◆ Data rows

==*==

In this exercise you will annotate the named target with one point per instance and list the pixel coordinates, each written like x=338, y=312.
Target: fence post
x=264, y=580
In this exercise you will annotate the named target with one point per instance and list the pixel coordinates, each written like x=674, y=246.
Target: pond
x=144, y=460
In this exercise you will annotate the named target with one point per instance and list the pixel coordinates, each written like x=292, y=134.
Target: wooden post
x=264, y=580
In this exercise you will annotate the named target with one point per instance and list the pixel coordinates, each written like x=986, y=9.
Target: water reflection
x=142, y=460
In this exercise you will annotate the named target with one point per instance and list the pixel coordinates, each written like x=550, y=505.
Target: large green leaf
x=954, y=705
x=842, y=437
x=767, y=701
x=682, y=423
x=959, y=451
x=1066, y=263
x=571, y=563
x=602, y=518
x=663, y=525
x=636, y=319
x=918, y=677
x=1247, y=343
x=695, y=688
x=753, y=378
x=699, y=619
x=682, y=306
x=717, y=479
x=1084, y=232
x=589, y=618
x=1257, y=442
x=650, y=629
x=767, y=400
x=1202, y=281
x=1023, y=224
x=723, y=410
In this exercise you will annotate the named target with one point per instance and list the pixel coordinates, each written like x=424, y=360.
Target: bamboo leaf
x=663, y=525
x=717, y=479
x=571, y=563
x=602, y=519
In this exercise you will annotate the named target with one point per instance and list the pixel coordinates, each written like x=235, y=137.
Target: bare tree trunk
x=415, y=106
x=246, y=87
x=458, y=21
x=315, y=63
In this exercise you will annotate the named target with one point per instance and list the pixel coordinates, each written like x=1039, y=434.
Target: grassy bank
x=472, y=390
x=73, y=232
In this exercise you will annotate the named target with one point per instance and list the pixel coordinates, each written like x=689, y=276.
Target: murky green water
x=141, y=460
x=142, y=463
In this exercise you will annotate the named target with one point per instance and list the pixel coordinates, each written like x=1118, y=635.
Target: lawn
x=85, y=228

==*==

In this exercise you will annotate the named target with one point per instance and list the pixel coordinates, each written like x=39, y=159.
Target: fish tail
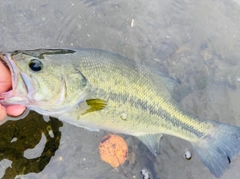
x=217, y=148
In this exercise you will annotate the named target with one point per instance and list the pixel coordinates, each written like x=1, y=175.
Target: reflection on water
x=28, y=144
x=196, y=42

==*==

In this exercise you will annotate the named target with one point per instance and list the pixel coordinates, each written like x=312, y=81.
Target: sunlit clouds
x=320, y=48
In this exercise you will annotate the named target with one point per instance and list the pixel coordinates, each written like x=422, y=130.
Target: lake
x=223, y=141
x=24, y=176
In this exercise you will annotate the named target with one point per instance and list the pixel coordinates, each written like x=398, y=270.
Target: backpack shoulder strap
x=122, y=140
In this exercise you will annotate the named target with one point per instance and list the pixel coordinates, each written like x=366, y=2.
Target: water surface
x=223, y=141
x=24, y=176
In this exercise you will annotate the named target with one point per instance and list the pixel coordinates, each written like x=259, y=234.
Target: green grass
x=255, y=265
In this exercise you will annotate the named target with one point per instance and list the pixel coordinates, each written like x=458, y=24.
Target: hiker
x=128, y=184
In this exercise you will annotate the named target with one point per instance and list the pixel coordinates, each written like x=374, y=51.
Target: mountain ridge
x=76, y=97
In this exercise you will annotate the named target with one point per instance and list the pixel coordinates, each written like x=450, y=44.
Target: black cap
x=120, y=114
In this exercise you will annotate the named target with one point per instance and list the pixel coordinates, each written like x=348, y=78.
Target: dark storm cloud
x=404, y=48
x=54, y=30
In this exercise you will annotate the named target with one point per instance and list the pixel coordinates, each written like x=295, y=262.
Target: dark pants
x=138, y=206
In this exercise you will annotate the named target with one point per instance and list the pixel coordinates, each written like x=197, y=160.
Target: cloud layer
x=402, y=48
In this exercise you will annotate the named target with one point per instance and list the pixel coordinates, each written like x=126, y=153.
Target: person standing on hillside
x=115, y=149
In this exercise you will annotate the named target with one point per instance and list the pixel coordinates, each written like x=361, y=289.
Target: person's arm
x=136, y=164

==*==

◆ What this task involves
Can you reproduce the rows from the line with "like x=550, y=505." to the line with "x=602, y=518", substituting "broad green leaf" for "large green leaf" and changing nothing else?

◆ Exercise response
In this exercise you will annotate the named target with one point per instance and list the pixel coordinates, each written like x=550, y=505.
Target: broad green leaf
x=954, y=705
x=842, y=437
x=767, y=701
x=682, y=423
x=959, y=451
x=1066, y=263
x=571, y=563
x=602, y=518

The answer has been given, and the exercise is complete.